- INSTRUCTIONS TO FOLLOW -
Restate the entries below without a single change.

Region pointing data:
-- Opening Marker --

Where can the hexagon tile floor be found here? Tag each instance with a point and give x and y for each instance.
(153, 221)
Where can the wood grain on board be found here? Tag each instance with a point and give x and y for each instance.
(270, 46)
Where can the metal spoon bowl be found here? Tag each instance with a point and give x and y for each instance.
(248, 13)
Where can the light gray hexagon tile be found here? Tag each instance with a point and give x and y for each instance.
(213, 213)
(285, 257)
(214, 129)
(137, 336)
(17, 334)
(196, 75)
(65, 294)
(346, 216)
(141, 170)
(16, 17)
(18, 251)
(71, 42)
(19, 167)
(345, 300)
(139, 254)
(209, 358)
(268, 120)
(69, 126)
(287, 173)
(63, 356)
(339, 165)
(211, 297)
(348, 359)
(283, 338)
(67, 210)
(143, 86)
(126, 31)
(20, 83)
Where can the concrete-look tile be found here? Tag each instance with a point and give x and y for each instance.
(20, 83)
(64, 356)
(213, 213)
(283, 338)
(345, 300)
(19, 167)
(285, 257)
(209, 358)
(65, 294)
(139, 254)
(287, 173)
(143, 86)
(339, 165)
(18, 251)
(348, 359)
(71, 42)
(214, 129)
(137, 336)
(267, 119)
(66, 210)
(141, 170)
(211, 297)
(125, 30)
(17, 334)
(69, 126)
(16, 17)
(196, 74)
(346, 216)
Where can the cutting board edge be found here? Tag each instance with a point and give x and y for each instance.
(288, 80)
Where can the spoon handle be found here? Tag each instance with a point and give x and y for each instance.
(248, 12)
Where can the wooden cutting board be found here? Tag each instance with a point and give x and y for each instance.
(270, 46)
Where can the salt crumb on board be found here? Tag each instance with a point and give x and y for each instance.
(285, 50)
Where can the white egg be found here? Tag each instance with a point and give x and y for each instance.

-- Closing Marker --

- RESPONSE AREA -
Where can the hexagon tile floor be found here? Tag each instance with a point and give x and y for each instance.
(153, 221)
Where can the wood grain on board be found here? Tag each instance with a point and give x and y for each instance.
(270, 46)
Where can the metal spoon bowl be found here? Tag each instance with a point and give x and y for each instance.
(248, 13)
Where can the light gray hexagon tile be found here? Tag each instance with a point and give x and y for each instance.
(213, 213)
(285, 257)
(214, 129)
(137, 336)
(17, 334)
(196, 75)
(65, 294)
(346, 216)
(141, 170)
(16, 17)
(18, 251)
(71, 42)
(19, 167)
(345, 300)
(139, 254)
(209, 358)
(268, 120)
(69, 126)
(287, 173)
(63, 356)
(339, 165)
(211, 297)
(348, 359)
(283, 338)
(67, 210)
(143, 86)
(126, 31)
(20, 83)
Where can the concrete-look tile be found here? Tag each instance with a point and give x and y for each instance.
(20, 83)
(64, 356)
(213, 213)
(283, 338)
(345, 300)
(19, 167)
(285, 257)
(209, 358)
(65, 294)
(139, 254)
(287, 173)
(143, 86)
(339, 165)
(18, 251)
(348, 359)
(71, 42)
(214, 129)
(137, 336)
(267, 119)
(66, 210)
(141, 170)
(211, 297)
(125, 30)
(17, 334)
(69, 126)
(16, 17)
(196, 74)
(346, 216)
Where can the cutting board edge be found here? Tag each instance with a point and give x and y for each instance.
(288, 80)
Where can the spoon handle be found here? Tag each instance with a point and give x and y for each instance.
(248, 12)
Where can the wooden cutting board be found here? Tag each instance with a point and give x and y for each instance.
(270, 46)
Where can the salt crumb on board be found here? Tag each instance with a point and give x and y for each instance.
(285, 50)
Where can the white egg be found here? Tag each instance with a point and give x and y for each instance.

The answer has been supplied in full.